Output the data in full. Keep every word exact and exclude the pictures.

• AVAILABLE DATA
━━━━━━

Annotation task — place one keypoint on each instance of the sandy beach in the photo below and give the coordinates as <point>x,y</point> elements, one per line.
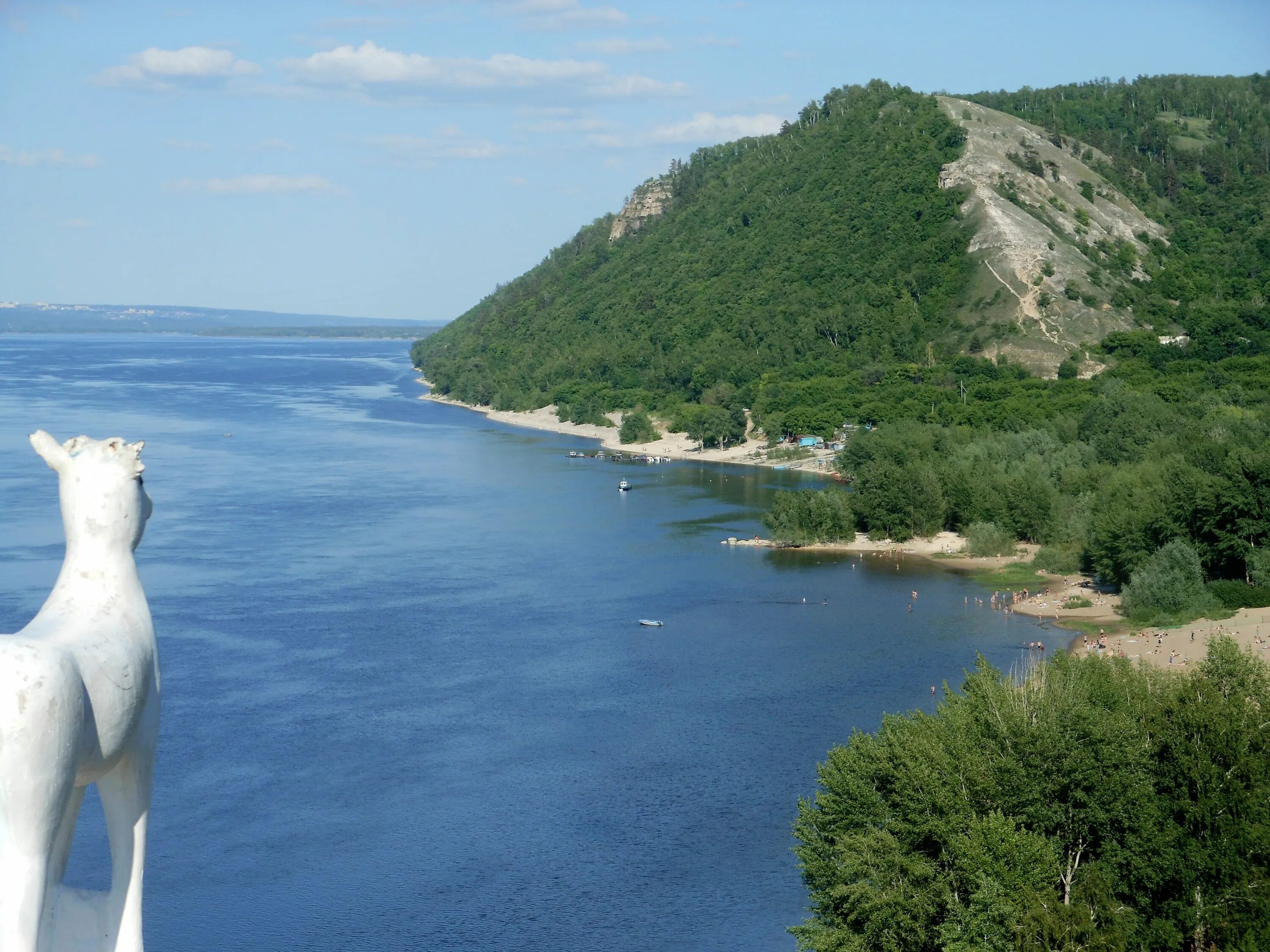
<point>1176,648</point>
<point>676,446</point>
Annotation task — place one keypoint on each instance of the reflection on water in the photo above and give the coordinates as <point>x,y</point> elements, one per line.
<point>407,701</point>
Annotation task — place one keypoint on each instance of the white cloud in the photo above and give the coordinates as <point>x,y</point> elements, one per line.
<point>167,69</point>
<point>374,66</point>
<point>708,127</point>
<point>54,158</point>
<point>253,184</point>
<point>621,46</point>
<point>449,143</point>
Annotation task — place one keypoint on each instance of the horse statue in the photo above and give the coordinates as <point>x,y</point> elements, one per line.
<point>79,705</point>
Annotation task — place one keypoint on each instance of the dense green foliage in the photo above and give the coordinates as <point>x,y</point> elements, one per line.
<point>1151,456</point>
<point>638,428</point>
<point>1095,805</point>
<point>987,539</point>
<point>1193,153</point>
<point>1168,588</point>
<point>812,516</point>
<point>817,250</point>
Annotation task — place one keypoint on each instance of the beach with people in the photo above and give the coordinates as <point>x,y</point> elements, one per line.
<point>676,446</point>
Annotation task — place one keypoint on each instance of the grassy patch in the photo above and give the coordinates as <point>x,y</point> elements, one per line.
<point>1016,575</point>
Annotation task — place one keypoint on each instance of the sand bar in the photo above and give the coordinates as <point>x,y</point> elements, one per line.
<point>676,446</point>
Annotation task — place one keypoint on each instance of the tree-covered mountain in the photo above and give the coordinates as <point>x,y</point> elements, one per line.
<point>823,275</point>
<point>820,249</point>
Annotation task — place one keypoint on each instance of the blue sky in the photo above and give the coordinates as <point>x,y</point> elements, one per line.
<point>397,158</point>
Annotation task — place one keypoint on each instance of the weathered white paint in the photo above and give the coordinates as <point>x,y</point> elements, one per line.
<point>79,705</point>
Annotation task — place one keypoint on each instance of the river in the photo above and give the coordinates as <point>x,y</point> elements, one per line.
<point>407,702</point>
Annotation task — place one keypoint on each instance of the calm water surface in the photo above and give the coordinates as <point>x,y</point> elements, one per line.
<point>407,705</point>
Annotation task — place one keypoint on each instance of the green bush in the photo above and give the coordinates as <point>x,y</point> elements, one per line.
<point>638,428</point>
<point>961,831</point>
<point>1169,588</point>
<point>986,539</point>
<point>1236,594</point>
<point>812,516</point>
<point>1058,559</point>
<point>1258,564</point>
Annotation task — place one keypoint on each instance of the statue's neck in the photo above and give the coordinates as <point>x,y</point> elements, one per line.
<point>94,573</point>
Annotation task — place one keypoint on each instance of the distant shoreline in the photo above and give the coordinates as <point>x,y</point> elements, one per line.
<point>676,446</point>
<point>317,333</point>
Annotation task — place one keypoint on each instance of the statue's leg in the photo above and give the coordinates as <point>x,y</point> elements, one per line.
<point>61,852</point>
<point>41,719</point>
<point>126,801</point>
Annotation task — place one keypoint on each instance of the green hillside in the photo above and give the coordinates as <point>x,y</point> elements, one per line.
<point>822,275</point>
<point>1193,153</point>
<point>817,250</point>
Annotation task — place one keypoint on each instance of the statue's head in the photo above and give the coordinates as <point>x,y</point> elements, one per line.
<point>103,498</point>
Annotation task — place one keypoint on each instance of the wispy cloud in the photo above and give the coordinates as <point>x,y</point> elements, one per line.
<point>160,70</point>
<point>52,158</point>
<point>449,143</point>
<point>708,127</point>
<point>253,184</point>
<point>621,46</point>
<point>374,68</point>
<point>582,124</point>
<point>700,130</point>
<point>360,22</point>
<point>558,16</point>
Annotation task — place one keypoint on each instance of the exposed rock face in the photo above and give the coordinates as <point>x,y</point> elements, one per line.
<point>648,202</point>
<point>1013,238</point>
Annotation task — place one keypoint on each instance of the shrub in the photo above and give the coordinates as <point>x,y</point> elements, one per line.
<point>1061,560</point>
<point>638,428</point>
<point>1236,594</point>
<point>1169,588</point>
<point>986,539</point>
<point>1259,568</point>
<point>812,516</point>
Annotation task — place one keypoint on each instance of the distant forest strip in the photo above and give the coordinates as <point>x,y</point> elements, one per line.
<point>387,332</point>
<point>812,278</point>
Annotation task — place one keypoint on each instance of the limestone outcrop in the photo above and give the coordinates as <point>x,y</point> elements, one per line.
<point>648,202</point>
<point>1033,202</point>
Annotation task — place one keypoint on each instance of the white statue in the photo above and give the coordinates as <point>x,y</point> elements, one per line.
<point>79,705</point>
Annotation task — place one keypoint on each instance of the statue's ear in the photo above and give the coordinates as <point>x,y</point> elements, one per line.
<point>135,454</point>
<point>50,450</point>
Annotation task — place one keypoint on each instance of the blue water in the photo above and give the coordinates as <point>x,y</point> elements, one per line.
<point>406,701</point>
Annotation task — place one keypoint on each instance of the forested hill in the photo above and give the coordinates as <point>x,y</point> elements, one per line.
<point>1193,153</point>
<point>823,276</point>
<point>823,248</point>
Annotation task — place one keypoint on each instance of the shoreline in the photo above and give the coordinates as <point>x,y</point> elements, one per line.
<point>943,549</point>
<point>676,446</point>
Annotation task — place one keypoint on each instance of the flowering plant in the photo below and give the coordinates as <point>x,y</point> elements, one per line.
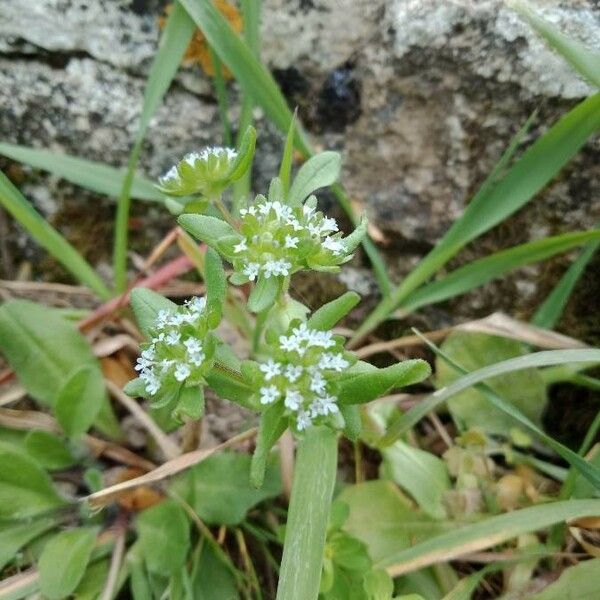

━━━━━━

• SOLUTION FOR THIS EXERCISE
Annotation task — place one keypoint on each instance of the sandy beach in the photo below and give the coordinates as <point>x,y</point> elements, one per line.
<point>1176,648</point>
<point>676,446</point>
Annotation task — place one keypoint on each instance of the reflection on water in the photo above and give the coordinates as <point>x,y</point> elements, one per line.
<point>407,701</point>
Annotation task — place one keypoint on each instance of the white cloud in the photo above and give the coordinates as <point>x,y</point> elements, one per line.
<point>167,69</point>
<point>374,66</point>
<point>708,127</point>
<point>54,158</point>
<point>253,184</point>
<point>621,46</point>
<point>449,143</point>
Annotation task — place one keypoint on each instance of the horse statue in the photo above and give the coordinates as <point>x,y</point> elements, one per line.
<point>79,705</point>
Annotation task — place one keypoint on each instance of the dense green foliage in the photo above and give the coordinates as <point>x,y</point> elements, one per line.
<point>1151,456</point>
<point>638,428</point>
<point>1095,805</point>
<point>987,539</point>
<point>1193,153</point>
<point>1168,588</point>
<point>812,516</point>
<point>817,250</point>
Annotation task — place one keypoint on each instance of the beach with people in the photo above and give the coordinates as <point>x,y</point> elements, one per line.
<point>676,446</point>
Annotation task — place one keypoint on each instance of the grassy patch in the photo above and give the coordinates as <point>x,y</point> elements, one per line.
<point>1016,575</point>
Annotation task — place one keypoint on each instance of the sand bar in the photo above and give the coordinates as <point>x,y</point> elements, one per line.
<point>676,446</point>
Annotation task — place one keypoint on each instance of the tree-covered mountain in the photo above and give the coordinates as <point>x,y</point> elements, one per line.
<point>823,275</point>
<point>820,249</point>
Annotation task — place one keypoint on each instance of the blue sky in the photo above and give the coordinates as <point>x,y</point> elements, one per line.
<point>397,158</point>
Annotation task — place one keypoint on each instance of the weathered white paint in the photo above and give the coordinates as <point>x,y</point> elements, one per line.
<point>79,705</point>
Annotation task — place one keypoint on each instance of the river in the photo above and give the coordinates as <point>x,y</point> elements, one per line.
<point>407,702</point>
Annotation task — place one keypoint on each instance of the calm water surface in the photo above and give the coordinates as <point>x,y</point> elements, one per line.
<point>407,705</point>
Annotation task — place one keypoint on each instance of the green bush in the photo above and give the coordinates as <point>x,y</point> elements, one per line.
<point>638,428</point>
<point>961,831</point>
<point>1169,588</point>
<point>986,539</point>
<point>1236,594</point>
<point>812,516</point>
<point>1058,559</point>
<point>1258,564</point>
Annotation task — place one keypoint on each instance of the statue's neck in the photo above and give the coordinates as <point>x,y</point> elements, one per line.
<point>94,573</point>
Annotation task — place one keypoint on each instance of the distant shoreline in the photo above and give the coordinates as <point>x,y</point> elements, one per line.
<point>676,446</point>
<point>317,333</point>
Annotation task — place one keypoint on each instance of the statue's leg in the photo above and give the coordinates as <point>x,y</point> elements, one per line.
<point>61,852</point>
<point>41,719</point>
<point>126,801</point>
Annotation task — place one keypoint on each instance of the green hillside in the photo above and give the coordinates as <point>x,y</point> elements, one per line.
<point>822,275</point>
<point>1193,153</point>
<point>817,250</point>
Annotation task — place one keypoint on each instance of the statue's head in the photo above and give the coordinates as <point>x,y</point> elements, one per line.
<point>103,498</point>
Annotation task — place one keypoint on each instance of the wispy cloud in the photo above and give the coordinates as <point>x,y</point> elements, one per line.
<point>160,70</point>
<point>52,158</point>
<point>449,143</point>
<point>708,127</point>
<point>253,184</point>
<point>621,46</point>
<point>374,68</point>
<point>582,124</point>
<point>700,130</point>
<point>360,22</point>
<point>558,16</point>
Annotation task — place one keypoint on each instance of the exposed rock face in the photo above and give the coordinates as <point>x,y</point> elements, one per line.
<point>648,202</point>
<point>1013,238</point>
Annotation task — place one keypoint on each instance of the shrub in the photo above and give the coordinates as <point>x,y</point> elements, one per line.
<point>1061,560</point>
<point>638,428</point>
<point>1236,594</point>
<point>1169,588</point>
<point>986,539</point>
<point>1259,568</point>
<point>812,516</point>
Annotation task — place one keypoint on each instance of the distant forest strip in the photo above and give the coordinates as <point>x,y</point> elements, one per line.
<point>387,332</point>
<point>812,278</point>
Annotation task — place one keypoint on each instance of the limestone outcrop in the photo above and give the coordinates as <point>x,y</point> elements, one per line.
<point>648,202</point>
<point>1033,202</point>
Annotation task — place one keypoint on each instance of the white statue in the photo above and give the coordinates as <point>x,y</point> elements, one per line.
<point>79,705</point>
Annotation task — place one keypoint on each instance of the statue's ear in the photo above and give the coordinates as <point>x,y</point> elements, one per line.
<point>135,454</point>
<point>50,450</point>
Annotation task — place one keypoint on each instance of the blue water in the photo above and give the coordinates as <point>x,y</point> elements, one per line.
<point>406,701</point>
Annotation task — place one keypoint on each instance of the forested hill in the photo above and give the coordinates as <point>x,y</point> elements, one per line.
<point>1193,153</point>
<point>823,276</point>
<point>823,248</point>
Annotation task — place one keypoint on each instance of the shoreline in the photo above and give the coordinates as <point>x,y</point> elements, one per line.
<point>943,549</point>
<point>676,446</point>
Annotation task — place one keypoint on each instance of the flowering plant in the photo below and give the coordinates as <point>x,y</point> elements, one per line.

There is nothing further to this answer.